▸ The task
Can you write out the part of the Scrapy tutorial below, word for word, from "Imports and Initial" to "will begin crawling."?

Web scraping allows us to extract data from websites in an automated fashion. In this blog post, we’ll explore how to scrape detailed university information from Gotouniversity using Scrapy, a powerful Python framework. The script will gather various details about universities and save them into a CSV file.
Introduction to Web Scraping with Scrapy
Scrapy is a versatile and efficient web scraping framework for Python. It provides a comprehensive set of tools to extract data from web pages and process it as needed. In this guide, we’ll create a Scrapy spider that navigates Gotouniversity, extracts university details, and stores them in a CSV file.
Prerequisites
Before getting started, ensure you have Python and Scrapy installed. You can install Scrapy using pip:
pip install scrapy
You’ll also need the html2text
library for converting HTML to plain text:
pip install html2text
The csv
module is part of Python’s standard library, so no additional installation is needed.
Script Overview
The script defines a Scrapy spider that extracts university details from Gotouniversity, such as the university name, location, student support, and contact information.
Imports and Initial Setup
First, we import the necessary libraries and configure the HTML to text converter:
import scrapy
import csv
import os
import html2text
h = html2text.HTML2Text()
h.ignore_images = True
h.ignore_links = True
Spider Definition
The spider class, GotouniversitySpider
, handles the crawling and data extraction. The start_urls
list contains the URL from which the spider will begin crawling.
class GotouniversitySpider(scrapy.Spider):
name = 'gotouniversity'
allowed_domains = ['gotouniversity.com']
start_urls = ['https://www.gotouniversity.com/university']
custom_settings = {
"USER_AGENT": "Mozilla/5.0 (Windows NT 10.0; Win64; x64; rv:79.0) Gecko/20100101 Firefox/79.0"
}
CSV Initialization
Before the spider starts, we initialize the CSV file with column headers:
with open("overview.csv","a") as f:
writer = csv.writer(f)

▸ Recorded data
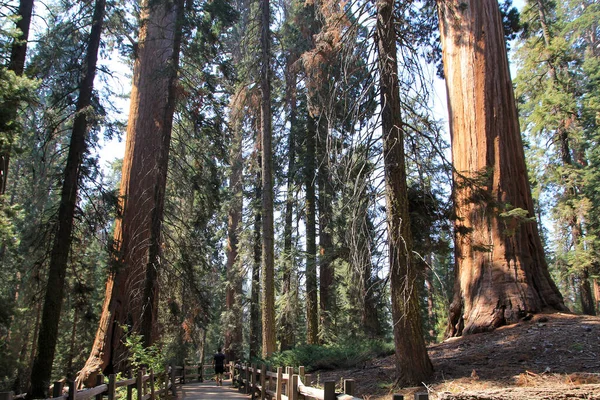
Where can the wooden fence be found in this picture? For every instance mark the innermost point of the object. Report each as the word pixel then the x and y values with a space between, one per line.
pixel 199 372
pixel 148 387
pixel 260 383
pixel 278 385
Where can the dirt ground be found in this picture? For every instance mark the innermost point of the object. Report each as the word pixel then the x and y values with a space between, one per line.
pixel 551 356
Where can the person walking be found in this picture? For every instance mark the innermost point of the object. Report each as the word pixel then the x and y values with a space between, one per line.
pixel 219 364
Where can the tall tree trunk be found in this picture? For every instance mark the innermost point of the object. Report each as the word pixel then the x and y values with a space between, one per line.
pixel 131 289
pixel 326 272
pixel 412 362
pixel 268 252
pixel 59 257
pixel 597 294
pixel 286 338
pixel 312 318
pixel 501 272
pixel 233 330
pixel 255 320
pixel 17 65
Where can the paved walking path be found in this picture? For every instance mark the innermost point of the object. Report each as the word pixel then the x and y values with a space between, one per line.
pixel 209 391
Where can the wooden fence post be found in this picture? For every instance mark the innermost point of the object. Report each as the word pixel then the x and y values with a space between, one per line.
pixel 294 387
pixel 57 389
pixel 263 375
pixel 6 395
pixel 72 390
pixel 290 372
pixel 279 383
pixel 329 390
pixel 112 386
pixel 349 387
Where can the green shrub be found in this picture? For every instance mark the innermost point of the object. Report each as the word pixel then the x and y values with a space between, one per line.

▸ Solution to this task
Imports and Initial Setup
First, we import the necessary libraries and configure the HTML to text converter:
import scrapy
import csv
import os
import html2text
h = html2text.HTML2Text()
h.ignore_images = True
h.ignore_links = True
Spider Definition
The spider class, GotouniversitySpider
, handles the crawling and data extraction. The start_urls
list contains the URL from which the spider will begin crawling.